Objectif de l'exercice: Reproduisez mot pour mot le passage des commentaires ci-dessous, de "aurait pu dire" à "du loup ...".

Texte fourni:
──────
Écrit par : solko | vendredi, 02 janvier 2009

@ Gilles : Merci de votre passage. Bonne année à vous également. Des nouvelles de la maison du Chaos ?

Écrit par : solko | vendredi, 02 janvier 2009

@ Sophie : Vuus avez bien raison. Comme à la sécu.
"La grammaire est la forme la plus accomplie et la plus contemporaine de la sécurité sociale"
aurait pu dire Vialatte s'il avait connu les temps étranges que nous vivons.
Il faudra soumettre cet aphorisme à l'ami Tang la semaine prochaine, s'il repasse par là !

Écrit par : solko | vendredi, 02 janvier 2009

@ Tang : Quand on parle du loup ...

Écrit par : solko | vendredi, 02 janvier 2009

Ah oui Solko, la grammaire n'est pas moins... Mais je vais réfléchir à cela toute une semaine - le temps que passent vos sarcasmes (bien mérités, et qui me font bien rire)

Pas tout ça, il reste encore le séchage (pas de grammaire).

PS: parlant de Vialatte on parle toujours un peu du loup...

Écrit par : Tang | vendredi, 02 janvier 2009

C'est une pépite ce mot qui ment ... Merci d'éclairer notre lanterne sur la saveur de l'énoncé ...
Quelle mine à pépites que cette "rupture tranquille"et le champ de pépites, prolifère... il ne faudrait pas qu'on s'habitue tout de même!
Vous êtes ressourçant ;-)

Écrit par : frasby | vendredi, 02 janvier 2009

@ Frasby : Eh bien, nous nous croisons. Je viens de chez vous à l'instant. Avez-vous des nouvelles d'Alceste ? Lui, au moins, n'a pas "le mot qui ment"...

Écrit par : solko | vendredi, 02 janvier 2009

Pour Simone : Moi, jouer les incendiaires ??? Vraiment, c'est mal me connaître ; je suis plus innocent qu'un mouton frisé... Solko vous le confirmera sans problème.

Écrit par : Porky | vendredi, 02 janvier 2009

Heureuse et sainte année 2009 à vous...

Écrit par : Une Ville Un Poème | vendredi, 02 janvier 2009

Quelqu'un a eu la bonne idée de faire un rapprochement qui m'a conduit ici.
Je ne le regrette pas.

Oui la novlangue est utilisée jusqu'à la corde par "celui qui vend de la religion mais n'en consomme pas"

Maître de toutes les acrobaties autant que l'est l'eau de la pente qu'elle parcourt
...
vers le bas.
──────
Données enregistrées:
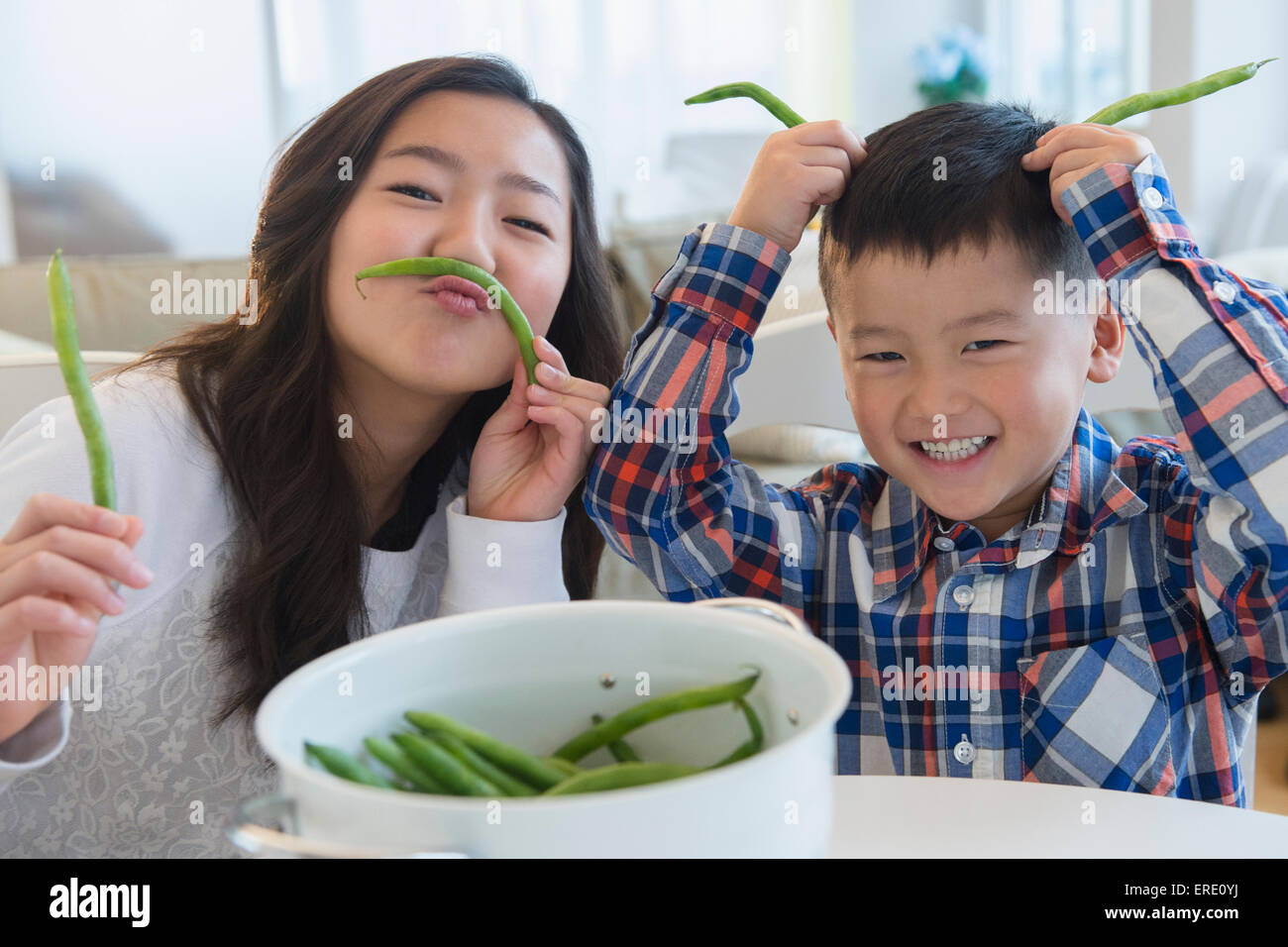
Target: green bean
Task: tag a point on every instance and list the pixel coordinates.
──────
Réponse à l'exercice:
aurait pu dire Vialatte s'il avait connu les temps étranges que nous vivons.
Il faudra soumettre cet aphorisme à l'ami Tang la semaine prochaine, s'il repasse par là !

Écrit par : solko | vendredi, 02 janvier 2009

@ Tang : Quand on parle du loup ...